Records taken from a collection
┄┄┄┄┄┄┄┄┄┄┄┄┄┄┄┄┄┄┄┄

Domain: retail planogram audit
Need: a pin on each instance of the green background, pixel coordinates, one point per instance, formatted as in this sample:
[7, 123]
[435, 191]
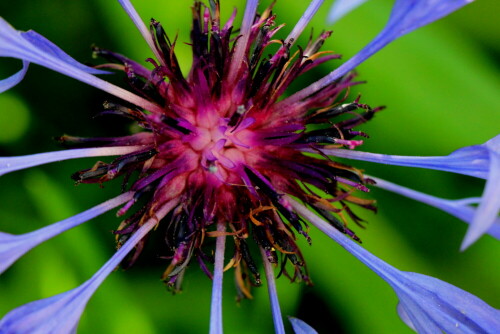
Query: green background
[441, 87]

┄┄┄┄┄┄┄┄┄┄┄┄┄┄┄┄┄┄┄┄

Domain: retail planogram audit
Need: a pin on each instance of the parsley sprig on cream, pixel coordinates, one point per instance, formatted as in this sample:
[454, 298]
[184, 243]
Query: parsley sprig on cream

┄┄┄┄┄┄┄┄┄┄┄┄┄┄┄┄┄┄┄┄

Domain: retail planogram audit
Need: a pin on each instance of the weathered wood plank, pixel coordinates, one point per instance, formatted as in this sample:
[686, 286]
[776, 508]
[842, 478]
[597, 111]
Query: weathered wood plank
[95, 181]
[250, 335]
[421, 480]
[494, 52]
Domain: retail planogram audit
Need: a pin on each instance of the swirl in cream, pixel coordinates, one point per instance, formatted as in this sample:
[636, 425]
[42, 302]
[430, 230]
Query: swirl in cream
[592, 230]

┄┄┄┄┄┄┄┄┄┄┄┄┄┄┄┄┄┄┄┄

WHAT YOU NEED TO DO -> Locate every line in the data that contains the word "green" and copy each of those lines.

REPLY TO THE TASK ->
Need: a pin on each instance of the green background, pixel coordinates, one point per instance, formatted as in this sample:
Query: green background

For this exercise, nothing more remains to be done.